:: What is expected ::
Please convert every line of the data below into a Markdown table with the columns "Row" and "Line", numbering each row and leaving out blank lines.

:: Records supplied ::
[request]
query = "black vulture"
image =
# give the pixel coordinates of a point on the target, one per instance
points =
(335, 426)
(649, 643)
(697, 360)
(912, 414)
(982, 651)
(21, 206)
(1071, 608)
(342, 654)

:: Reply to the task ::
| Row | Line |
|---|---|
| 1 | [request] |
| 2 | query = "black vulture" |
| 3 | image = |
| 4 | # give the pixel coordinates of a point on the target, one per instance |
| 5 | points = |
| 6 | (335, 426) |
| 7 | (649, 643) |
| 8 | (697, 360) |
| 9 | (912, 414) |
| 10 | (982, 651) |
| 11 | (21, 206) |
| 12 | (1071, 608) |
| 13 | (342, 654) |